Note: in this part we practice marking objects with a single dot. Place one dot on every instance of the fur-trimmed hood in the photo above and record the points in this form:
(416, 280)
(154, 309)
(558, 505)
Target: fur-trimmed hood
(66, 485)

* REQUIRED WORK *
Present the material above as a Markdown table with two columns, Row and Line. Number each non-blank line in order and put the line's text beside its number.

* WRITTEN RESPONSE *
| Row | Line |
|---|---|
| 1 | Note: in this part we practice marking objects with a single dot. Place one dot on every instance of the fur-trimmed hood in the photo above and record the points in this form: |
| 2 | (416, 280) |
| 3 | (154, 309) |
| 4 | (558, 505) |
| 5 | Target: fur-trimmed hood |
| 6 | (66, 485) |